## Extract to read:

....................

- The paper demonstrates that reliance on human feedback preference scores introduces biases that obscure factuality errors and inconsistencies.
- It applies regression analysis across error categories, uncovering confounding effects such as the impact of assertiveness in model outputs.
- The findings suggest integrating more objective metrics with human judgments to enhance the reliability of LLM evaluations.
Evaluating Human Feedback as a Metric in LLMs
The paper "Human Feedback is not Gold Standard" provides a critical analysis of the prevalent reliance on human feedback for both training and evaluating LLMs. The authors, Tom Hosking, Phil Blunsom, and Max Bartolo, hypothesize that while human preference scores offer a simplistic metric for content evaluation, they may introduce biases and often misrepresent specific error criteria such as factuality and inconsistency. They investigate whether human feedback scores, affected by confounders like assertiveness and complexity, should remain a predominant metric in training LLMs.
Human feedback has emerged as a widely accepted method for evaluating LLM outputs, often translating into a single preference score. This simplification, however, potentially ignores the nuanced dimensions of output quality. The paper categorizes errors into several key types: harmfulness, fluency, scope, repetition, refusal, formatting, relevance, factuality, inconsistency, and contradiction. Using this framework, the authors conduct experiments with diverse model outputs evaluated by crowdworkers according to these criteria.
Through comprehensive experiments across different datasets and models, the paper reveals that preference scores do not adequately reflect factuality and inconsistency in LLM outputs. This misalignment suggests that preference scores, while efficient, may not be a fully reliable metric for capturing detailed error types relevant to users. The authors utilize regression analysis on error markings and overall scores, demonstrating that crowdworkers significantly underrate factuality errors while over-relying on superficial attributes like assertiveness of the output.

....................

## What to work on:
1. According to the summary of the paper on human feedback in LLM evaluation, why may preference scores not be a fully reliable metric? Answer in one to three sentences.
2. Please write the next part of the summary of the paper on human feedback in LLM evaluation, starting after its last sentence.

## Material provided:

....................

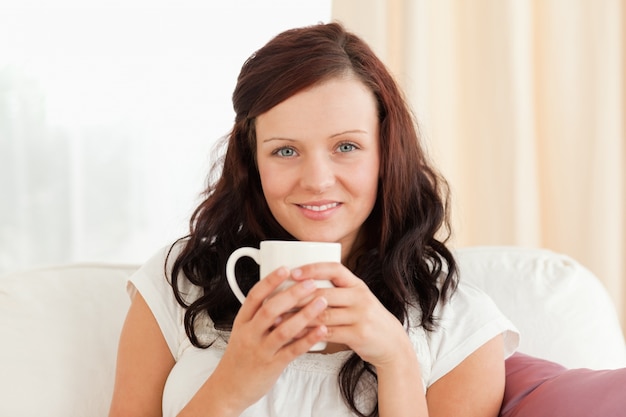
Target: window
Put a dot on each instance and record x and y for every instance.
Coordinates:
(109, 113)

....................

## List of answers:
1. The experiments showed that preference scores do not adequately reflect factuality and inconsistency in LLM outputs, so they miss detailed error types that matter to users. Regression analysis also showed that crowdworkers significantly underrate factuality errors and rely too much on superficial attributes like the assertiveness of the output.

2.
Tackling potential biases in human evaluation, the paper assesses the confounding effects of assertiveness and complexity in model outputs. Annotator judgments lean favorably towards assertive outputs, and such responses correlate with higher preference ratings regardless of factual accuracy. Consequently, LLMs trained primarily on human preference scores are prone to produce more assertive outputs, risking the prioritization of stylistic compliance over content accuracy.
The implications of these findings extend to the development of RLHF (Reinforcement Learning from Human Feedback) models. The authors observe that models fine-tuned using RLHF, such as Llama 2, tend to showcase increased assertiveness for a given level of perceived quality compared to non-RLHF counterparts. This implies a potential misalignment between system optimization goals and user-desired outcomes, originating from the biases inherent in human annotations.
In summary, the paper argues for a reevaluation of human preference as a gold standard in LLM assessments, urging the research community to consider human feedback as a semi-reliable proxy that may leave critical dimensions underrepresented. Future advancements in AI could benefit from diversifying training objectives beyond human preferences, perhaps by integrating more objective performance metrics that comprehensively capture the complex domain of model outputs. Leveraging a hybrid approach, combining sophisticated algorithmic evaluations with human insights, might elevate the efficacy and robustness of LLM assessments, aligning them closely with actual practical application demands.